#### GIVEN PROBLEM
Rewrite the records below, swapping every "keypoint" for "marker" and changing nothing else. Omit the pictures from your answer.
## begin
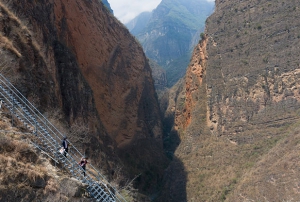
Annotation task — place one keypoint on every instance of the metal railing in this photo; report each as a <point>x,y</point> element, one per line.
<point>49,138</point>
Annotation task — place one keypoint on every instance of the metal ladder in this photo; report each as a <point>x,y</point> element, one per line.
<point>49,138</point>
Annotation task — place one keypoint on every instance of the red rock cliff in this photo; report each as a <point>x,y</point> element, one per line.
<point>74,56</point>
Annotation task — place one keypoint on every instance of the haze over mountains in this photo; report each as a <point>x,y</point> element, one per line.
<point>169,33</point>
<point>228,131</point>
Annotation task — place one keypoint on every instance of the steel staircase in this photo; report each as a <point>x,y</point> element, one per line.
<point>49,139</point>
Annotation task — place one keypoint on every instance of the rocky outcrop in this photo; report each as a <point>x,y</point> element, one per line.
<point>80,66</point>
<point>239,150</point>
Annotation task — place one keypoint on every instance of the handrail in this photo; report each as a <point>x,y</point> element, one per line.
<point>50,135</point>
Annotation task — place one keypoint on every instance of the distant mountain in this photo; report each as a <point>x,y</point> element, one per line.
<point>171,32</point>
<point>107,5</point>
<point>138,24</point>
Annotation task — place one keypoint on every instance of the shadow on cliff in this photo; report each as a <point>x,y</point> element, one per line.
<point>173,187</point>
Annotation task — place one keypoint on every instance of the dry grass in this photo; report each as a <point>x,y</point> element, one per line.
<point>8,45</point>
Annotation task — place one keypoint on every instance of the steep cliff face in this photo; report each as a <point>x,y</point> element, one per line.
<point>237,140</point>
<point>253,63</point>
<point>75,57</point>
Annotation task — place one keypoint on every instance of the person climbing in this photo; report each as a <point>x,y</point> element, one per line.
<point>83,163</point>
<point>65,146</point>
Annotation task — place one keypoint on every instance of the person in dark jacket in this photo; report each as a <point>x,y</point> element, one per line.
<point>65,146</point>
<point>83,163</point>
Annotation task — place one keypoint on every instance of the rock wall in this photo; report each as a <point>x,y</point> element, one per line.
<point>80,66</point>
<point>234,130</point>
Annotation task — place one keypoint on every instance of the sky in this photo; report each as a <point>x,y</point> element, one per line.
<point>126,10</point>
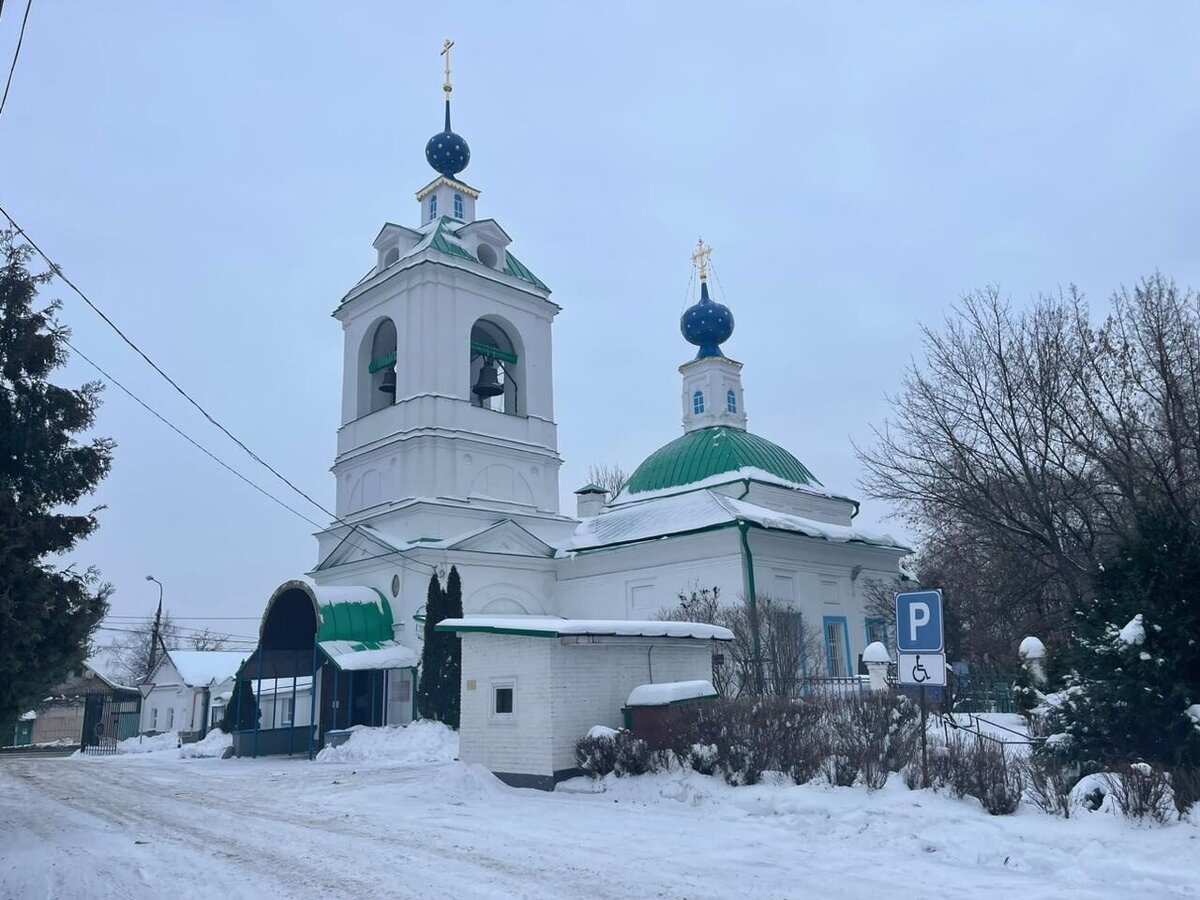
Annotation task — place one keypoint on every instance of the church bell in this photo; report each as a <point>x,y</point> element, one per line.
<point>489,384</point>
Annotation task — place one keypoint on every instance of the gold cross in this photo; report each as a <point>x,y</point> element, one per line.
<point>700,258</point>
<point>445,52</point>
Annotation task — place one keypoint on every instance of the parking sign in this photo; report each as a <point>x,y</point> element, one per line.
<point>919,622</point>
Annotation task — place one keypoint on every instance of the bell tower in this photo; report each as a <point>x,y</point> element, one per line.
<point>447,399</point>
<point>712,382</point>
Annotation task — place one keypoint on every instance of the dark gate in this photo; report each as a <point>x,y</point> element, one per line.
<point>107,719</point>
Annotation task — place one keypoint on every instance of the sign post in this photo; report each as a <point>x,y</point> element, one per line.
<point>922,652</point>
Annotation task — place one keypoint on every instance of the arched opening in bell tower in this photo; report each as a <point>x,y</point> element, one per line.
<point>377,369</point>
<point>497,366</point>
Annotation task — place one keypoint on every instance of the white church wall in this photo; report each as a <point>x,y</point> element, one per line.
<point>640,580</point>
<point>592,683</point>
<point>827,581</point>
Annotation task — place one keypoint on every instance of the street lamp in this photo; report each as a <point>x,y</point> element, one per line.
<point>154,634</point>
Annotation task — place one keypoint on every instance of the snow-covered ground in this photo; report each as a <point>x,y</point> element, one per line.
<point>155,825</point>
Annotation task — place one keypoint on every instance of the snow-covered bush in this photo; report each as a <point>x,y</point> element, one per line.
<point>609,751</point>
<point>1141,791</point>
<point>976,768</point>
<point>846,739</point>
<point>1048,784</point>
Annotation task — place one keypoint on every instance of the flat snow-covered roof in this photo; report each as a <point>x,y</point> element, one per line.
<point>555,627</point>
<point>660,695</point>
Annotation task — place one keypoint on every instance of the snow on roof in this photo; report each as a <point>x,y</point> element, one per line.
<point>360,655</point>
<point>699,510</point>
<point>660,695</point>
<point>202,667</point>
<point>555,627</point>
<point>876,652</point>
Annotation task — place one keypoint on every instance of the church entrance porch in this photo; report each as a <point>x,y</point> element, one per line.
<point>325,660</point>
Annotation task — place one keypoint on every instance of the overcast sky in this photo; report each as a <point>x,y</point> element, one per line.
<point>213,175</point>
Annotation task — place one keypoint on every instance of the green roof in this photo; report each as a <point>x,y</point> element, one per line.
<point>513,265</point>
<point>702,454</point>
<point>349,621</point>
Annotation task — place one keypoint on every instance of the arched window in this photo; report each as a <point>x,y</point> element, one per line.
<point>497,371</point>
<point>379,379</point>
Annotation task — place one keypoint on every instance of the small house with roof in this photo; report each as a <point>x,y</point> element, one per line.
<point>186,689</point>
<point>448,456</point>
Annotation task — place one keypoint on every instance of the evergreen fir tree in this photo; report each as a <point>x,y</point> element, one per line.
<point>451,663</point>
<point>1137,659</point>
<point>429,691</point>
<point>243,712</point>
<point>47,612</point>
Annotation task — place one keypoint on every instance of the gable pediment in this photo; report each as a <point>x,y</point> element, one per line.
<point>507,538</point>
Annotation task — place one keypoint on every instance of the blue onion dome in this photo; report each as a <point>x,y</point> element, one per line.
<point>448,153</point>
<point>707,324</point>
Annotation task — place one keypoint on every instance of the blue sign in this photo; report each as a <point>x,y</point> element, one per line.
<point>919,622</point>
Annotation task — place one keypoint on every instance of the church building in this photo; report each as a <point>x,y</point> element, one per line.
<point>448,456</point>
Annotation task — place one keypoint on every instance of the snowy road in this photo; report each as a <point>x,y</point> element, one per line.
<point>157,827</point>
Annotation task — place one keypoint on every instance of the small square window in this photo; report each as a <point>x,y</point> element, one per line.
<point>503,701</point>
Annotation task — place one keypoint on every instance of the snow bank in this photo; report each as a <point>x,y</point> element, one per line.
<point>421,742</point>
<point>1032,648</point>
<point>149,744</point>
<point>876,652</point>
<point>1193,713</point>
<point>1134,633</point>
<point>215,743</point>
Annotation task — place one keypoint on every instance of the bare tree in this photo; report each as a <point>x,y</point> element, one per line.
<point>1027,444</point>
<point>131,651</point>
<point>610,477</point>
<point>207,640</point>
<point>790,647</point>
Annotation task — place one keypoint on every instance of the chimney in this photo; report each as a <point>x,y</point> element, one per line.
<point>589,501</point>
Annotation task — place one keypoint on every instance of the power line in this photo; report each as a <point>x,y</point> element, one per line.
<point>16,55</point>
<point>58,271</point>
<point>186,437</point>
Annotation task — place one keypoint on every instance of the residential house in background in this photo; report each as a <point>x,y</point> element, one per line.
<point>185,688</point>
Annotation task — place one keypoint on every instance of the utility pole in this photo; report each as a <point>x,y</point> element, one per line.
<point>155,637</point>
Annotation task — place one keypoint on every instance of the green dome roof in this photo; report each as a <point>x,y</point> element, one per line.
<point>711,451</point>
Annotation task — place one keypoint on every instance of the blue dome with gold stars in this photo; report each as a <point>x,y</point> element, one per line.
<point>448,153</point>
<point>707,324</point>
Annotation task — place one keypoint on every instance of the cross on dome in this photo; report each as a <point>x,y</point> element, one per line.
<point>445,151</point>
<point>706,324</point>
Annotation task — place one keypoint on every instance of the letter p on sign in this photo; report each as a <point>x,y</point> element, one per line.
<point>919,622</point>
<point>918,616</point>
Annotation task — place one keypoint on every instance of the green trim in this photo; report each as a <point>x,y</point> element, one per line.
<point>357,621</point>
<point>705,453</point>
<point>486,349</point>
<point>385,361</point>
<point>751,593</point>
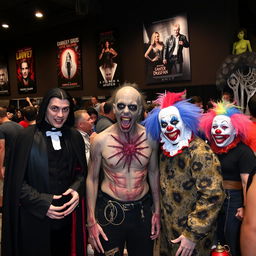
## end
#### RESPONSE FOR THIS EXERCISE
Annotation task — place one marker on every instance of the metal railing in this photo; report each as a <point>x,y</point> element, one per line.
<point>49,138</point>
Annotation task — place one marker on every instance of the metal ladder in this photo; report each as a <point>x,y</point> element, one per line.
<point>49,138</point>
Annotation task — place one marker on every instance of the red rock cliff in this photo; report each as a <point>x,y</point> element, one per line.
<point>74,56</point>
Annotation task — place one marker on every instance of the haze over mountains in this photo; report each as a <point>x,y</point> element, one per line.
<point>169,33</point>
<point>228,131</point>
Annotation task — place one marker on every instance of the steel staircase in this photo; report each as a <point>x,y</point> element, one per line.
<point>49,139</point>
Annotation task — place one marker on every instance of the rocky outcrop in this photo; report each as a <point>x,y</point> element, one per line.
<point>80,66</point>
<point>239,150</point>
Annotation task — place one marker on every instance of the handrail in this photo; report each as a <point>x,y</point> element, one per line.
<point>50,135</point>
Annotation task — place one marker on every instance of the distant mountain in this photo; report each as a <point>x,y</point> element, one per line.
<point>171,32</point>
<point>107,5</point>
<point>138,24</point>
Annotation task — place one marker on every instance of the shadow on cliff in this photo; report each as a <point>x,y</point> element, one per line.
<point>173,187</point>
Annotation task — place one marker on every instance of the dry grass in this photo; report each as a <point>x,y</point> element, one per line.
<point>8,45</point>
Annotation task — place one marker on every instance of the steep cliff face in this photo; report each as a <point>x,y</point> element, one per line.
<point>237,140</point>
<point>253,63</point>
<point>75,57</point>
Annotation task — place one marker on every instance of the person climbing in this photo; report each as a <point>x,y</point> element, one per line.
<point>83,163</point>
<point>65,146</point>
Annotation task — place one marker on every instance of the person in dark jacket in this photo; report each as a <point>x,y</point> element, one per line.
<point>65,146</point>
<point>83,163</point>
Annotation task — place one marker on every instance of the rock wall in this photo; report each as a <point>x,y</point> element, one per line.
<point>80,66</point>
<point>234,130</point>
Annotation task — place one marker on every instance of the sky in this photo; report each as a <point>x,y</point> element, one per line.
<point>126,10</point>
Annotation task — place one marker on every instance of the church bell in this photo; report each as a <point>x,y</point> element, one per line.
<point>489,384</point>
Annotation task — place one marker on every instance of the gold cross in this photo; report each as a <point>x,y</point> element, one per line.
<point>700,258</point>
<point>445,52</point>
Annotation task — place one marker on every instance of the parking sign in this photo; report each as a <point>x,y</point> element, one per line.
<point>919,622</point>
Annotation task — place one marker on every instance of the bell tower in this photo; report each as a <point>x,y</point> element, one per line.
<point>447,399</point>
<point>712,382</point>
Annotation task — place one marker on every instance of the dark gate in this photo; report each as a <point>x,y</point> element, one per line.
<point>107,719</point>
Annotation task — place one marker on every instance of the sign post in this photo; report each as a <point>x,y</point> element, one per line.
<point>922,652</point>
Annotation task — place one marker on every instance of the arched opening in bell tower in this photo; report each as a <point>x,y</point> element, one per line.
<point>377,369</point>
<point>497,366</point>
Annotation task — place one marker on every instance of the white church wall in this photo; report each as a <point>x,y</point> element, one per line.
<point>640,580</point>
<point>592,683</point>
<point>827,581</point>
Annotation task — place one marker on every instance of the street lamp in this photo; report each as a <point>x,y</point> element, one per line.
<point>154,634</point>
Annotation task — place one marker on every instance of the snow-covered ground in this photo; report each as a <point>x,y</point> element, one per line.
<point>155,825</point>
Annotation task — place one marker on every instance of the snow-covered bush in this photo; report each as a <point>x,y</point> element, one per line.
<point>609,751</point>
<point>1141,791</point>
<point>976,768</point>
<point>846,739</point>
<point>1048,784</point>
Annotation task — place one marker on every instance of the flat snow-covered roof in this photo; report each as a <point>x,y</point> element, one per line.
<point>555,627</point>
<point>660,695</point>
Annotation task — place one marker on every instance of the snow on roof in this photo; report each as a <point>x,y</point> element, one per line.
<point>360,655</point>
<point>699,510</point>
<point>660,695</point>
<point>202,667</point>
<point>555,627</point>
<point>876,652</point>
Annotation task — place one marker on every instance of the church entrance porch in this photo; report each as a <point>x,y</point> element, one per line.
<point>325,660</point>
Annotation task — place one marker on every instance of the overcast sky in this photo; report each as a <point>x,y</point> element, one per line.
<point>213,175</point>
Annotation task — place one marker on every instance of the green roof in this photo; report each as a <point>x,y</point> element, one per line.
<point>513,265</point>
<point>702,454</point>
<point>349,621</point>
Annotation task — place one marker on every instance of the arched window in this photo; report each as a <point>x,y</point> element, one per line.
<point>497,371</point>
<point>379,379</point>
Annotation task — place one marker on every instance of the small house with roof in this photo; report each as a <point>x,y</point> element, one per line.
<point>186,689</point>
<point>448,456</point>
Annotation task — place one marker on every instance of the evergreen fir tree in this photo; report each as a <point>x,y</point> element, one per line.
<point>451,663</point>
<point>1137,659</point>
<point>429,691</point>
<point>243,712</point>
<point>47,612</point>
Annotation task — place one marker on every instance of the gable pediment in this photo; report each as a <point>x,y</point> element, one per line.
<point>507,538</point>
Annotation task — place one marker on every instance of the blue onion dome in this photo; report each as a <point>x,y</point> element, one per line.
<point>448,153</point>
<point>707,324</point>
Annotation task — place one marker on every instance of the blue sign in this photo; report each as a <point>x,y</point> element, one per line.
<point>919,622</point>
Annotation task — place one marker on every instance of the church building in this photo; report each as a <point>x,y</point> element, one per line.
<point>448,456</point>
Annotation task — place one marker on every instance of the snowy road in this photo; report each as a <point>x,y</point> element, one per line.
<point>157,827</point>
Annotation task — place one marker on every instance of the small square window in this photo; report each as a <point>x,y</point> element, one per line.
<point>503,701</point>
Annotation task — place one marker on every instance of the snow bank in this photo; report each as a <point>x,y</point> element, one per line.
<point>421,742</point>
<point>1032,648</point>
<point>149,744</point>
<point>876,652</point>
<point>1193,713</point>
<point>1134,633</point>
<point>215,743</point>
Annotation task — place one marker on every instance of the bare tree in this photo; report each as a <point>x,y</point> element, one per line.
<point>1027,444</point>
<point>131,651</point>
<point>610,477</point>
<point>207,640</point>
<point>790,647</point>
Annotation task — place one marker on every instance of the chimney in this photo; report each as a <point>x,y</point> element, one per line.
<point>589,501</point>
Annotation task — place one marker on every instance of the power line in this photo; report each as a <point>x,y</point> element, one per line.
<point>16,55</point>
<point>58,271</point>
<point>186,437</point>
Annotation task — place one marker on every instance of the residential house in background in this photo; report each as a <point>x,y</point> element, one per line.
<point>185,688</point>
Annotation task — place one marker on every instance of the utility pole in this photo; report each as a <point>x,y</point> element, one per line.
<point>155,637</point>
Annotation task — place one marker on every instance of the green dome roof in this photo; report each as a <point>x,y</point> element, one per line.
<point>711,451</point>
Annotation task — place one marker on every instance of the blue dome with gold stars in this photo; report each as a <point>x,y</point> element, one per line.
<point>448,153</point>
<point>707,324</point>
Annotation task — place one marker on every instance of the cross on dome in this photo; report each as a <point>x,y</point> element, one per line.
<point>445,151</point>
<point>706,324</point>
Annotation task — place one marker on every instance of the letter p on sign in this photo; report each as a <point>x,y</point> element, one per line.
<point>919,622</point>
<point>918,616</point>
Annotation task — place one marker on every instance of the green trim in this photo; report each as a <point>x,y</point> element, one per line.
<point>357,621</point>
<point>705,453</point>
<point>486,349</point>
<point>385,361</point>
<point>751,593</point>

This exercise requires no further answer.